*What to work on:* Rewrite the records below as a numbered list, leaving out any blank lines.

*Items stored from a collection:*
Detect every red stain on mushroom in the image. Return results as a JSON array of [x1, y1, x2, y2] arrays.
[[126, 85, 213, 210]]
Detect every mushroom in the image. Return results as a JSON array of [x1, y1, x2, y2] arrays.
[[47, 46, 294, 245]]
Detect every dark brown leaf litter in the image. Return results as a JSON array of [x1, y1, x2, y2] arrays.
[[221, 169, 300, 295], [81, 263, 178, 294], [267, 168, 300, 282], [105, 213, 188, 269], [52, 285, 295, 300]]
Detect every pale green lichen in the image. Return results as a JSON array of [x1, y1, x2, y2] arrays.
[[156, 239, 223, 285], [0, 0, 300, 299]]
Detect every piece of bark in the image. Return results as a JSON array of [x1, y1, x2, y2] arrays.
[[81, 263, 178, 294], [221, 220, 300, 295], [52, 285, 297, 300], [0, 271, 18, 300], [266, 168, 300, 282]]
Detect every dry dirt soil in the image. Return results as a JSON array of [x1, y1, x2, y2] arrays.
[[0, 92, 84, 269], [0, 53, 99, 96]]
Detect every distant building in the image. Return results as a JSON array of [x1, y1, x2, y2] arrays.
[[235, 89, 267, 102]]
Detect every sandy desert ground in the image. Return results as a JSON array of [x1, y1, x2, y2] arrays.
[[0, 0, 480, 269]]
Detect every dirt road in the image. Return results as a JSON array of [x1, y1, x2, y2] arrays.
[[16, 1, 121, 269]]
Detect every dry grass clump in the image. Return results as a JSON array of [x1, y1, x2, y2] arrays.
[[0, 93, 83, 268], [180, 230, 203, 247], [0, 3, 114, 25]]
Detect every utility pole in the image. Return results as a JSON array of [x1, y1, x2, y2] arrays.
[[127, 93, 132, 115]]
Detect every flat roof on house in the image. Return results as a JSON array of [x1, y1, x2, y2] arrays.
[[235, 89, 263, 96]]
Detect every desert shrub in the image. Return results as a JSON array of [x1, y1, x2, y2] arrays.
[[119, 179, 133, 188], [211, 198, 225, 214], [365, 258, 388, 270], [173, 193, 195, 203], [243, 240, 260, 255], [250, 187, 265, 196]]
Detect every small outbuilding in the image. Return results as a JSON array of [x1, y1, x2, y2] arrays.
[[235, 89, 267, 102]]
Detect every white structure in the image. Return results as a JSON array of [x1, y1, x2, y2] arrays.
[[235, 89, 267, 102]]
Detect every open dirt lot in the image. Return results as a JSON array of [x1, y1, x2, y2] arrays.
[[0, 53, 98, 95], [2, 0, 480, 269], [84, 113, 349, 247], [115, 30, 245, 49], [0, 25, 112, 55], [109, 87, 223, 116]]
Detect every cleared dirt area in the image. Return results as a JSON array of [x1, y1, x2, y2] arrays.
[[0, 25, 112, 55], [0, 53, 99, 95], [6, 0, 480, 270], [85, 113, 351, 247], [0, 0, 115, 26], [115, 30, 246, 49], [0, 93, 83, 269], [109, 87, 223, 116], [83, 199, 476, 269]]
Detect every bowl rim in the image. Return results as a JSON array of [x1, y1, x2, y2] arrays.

*Full answer:*
1. Detect every red stain on mushroom in the image. Return results as a JSON array of [x1, y1, x2, y2] arrays.
2. [[126, 85, 213, 210]]
3. Detect every mushroom in the image. Return results as a JSON array of [x1, y1, x2, y2] arrays.
4. [[47, 46, 294, 245]]
5. Detect every dark brown leaf litter in the image. Return results as a JSON array of [x1, y1, x2, y2] arrays.
6. [[221, 169, 300, 295], [81, 263, 178, 294], [267, 168, 300, 282], [105, 213, 188, 269], [52, 285, 295, 300]]
7. Detect every pale green lichen in the image. Return results as a JSON array of [x1, y1, x2, y2] arrays.
8. [[156, 239, 223, 285], [0, 0, 300, 299]]
9. Detect every piece of bark in the image. Return results as a JSON array of [x1, y1, x2, y2] arrays.
10. [[81, 263, 178, 294], [221, 220, 300, 295], [52, 285, 297, 300], [0, 271, 18, 300], [266, 168, 300, 282]]
11. Detect every dry dirt soil in the image. Return results as a JSON array of [x1, y1, x2, y2] arrays.
12. [[0, 92, 84, 269], [0, 53, 99, 96]]
13. Detect every distant building in the image. Return results as a JSON array of [x1, y1, x2, y2] arrays.
14. [[235, 89, 267, 102]]
15. Detect every sandy desert ground in the image. Return results as a JSON array of [x1, y1, x2, y2] arrays.
16. [[0, 0, 480, 269]]
17. Detect every dirt road in the image. Return results as a JSON array of [x1, y1, x2, y2] arrays.
18. [[16, 1, 121, 269]]
19. Detect every dry grass clump in the image. Return results as a JSON array of [x1, y1, x2, y2] arrays.
20. [[0, 93, 83, 268], [180, 230, 203, 247], [0, 3, 114, 25]]
21. Detect every utility pole in the image. Return results as a JSON array of [x1, y1, x2, y2] arrays.
22. [[127, 93, 132, 115]]
23. Detect every flat roof on house in the image. Return results as a JSON array of [x1, y1, x2, y2] arrays.
24. [[235, 89, 263, 96]]
25. Detect every desert shrub in the image. Return results as a JSON array of [x1, y1, x2, y2] arrays.
26. [[119, 179, 133, 188], [211, 198, 225, 214], [365, 258, 388, 270], [173, 193, 195, 203], [243, 240, 260, 255], [250, 187, 265, 196]]
27. Detect every small outbuilding in the image. Return results as a JSON array of [x1, y1, x2, y2] arrays.
28. [[235, 89, 267, 102]]
29. Detect every white structure in the image. Return results as a JSON array of [x1, y1, x2, y2] arrays.
30. [[235, 89, 267, 102]]
31. Detect every open dirt lot in the image. Return results as a JSON array of [x1, y1, x2, y2] arrays.
32. [[0, 53, 98, 95], [2, 0, 480, 269], [84, 113, 349, 247], [115, 30, 245, 49], [0, 25, 112, 55], [109, 87, 223, 116]]
33. Detect every cleared dirt area in the image. Return results as a JSON array of [x1, y1, x2, y2] arrays.
34. [[0, 25, 112, 55], [0, 53, 99, 95], [6, 0, 480, 270], [85, 113, 351, 247], [0, 0, 115, 26], [115, 30, 246, 49], [0, 93, 83, 269], [109, 87, 223, 116], [83, 199, 476, 269]]
35. Detect every bowl rim in the image. Return results as a JSON array of [x1, y1, x2, y2] arrays.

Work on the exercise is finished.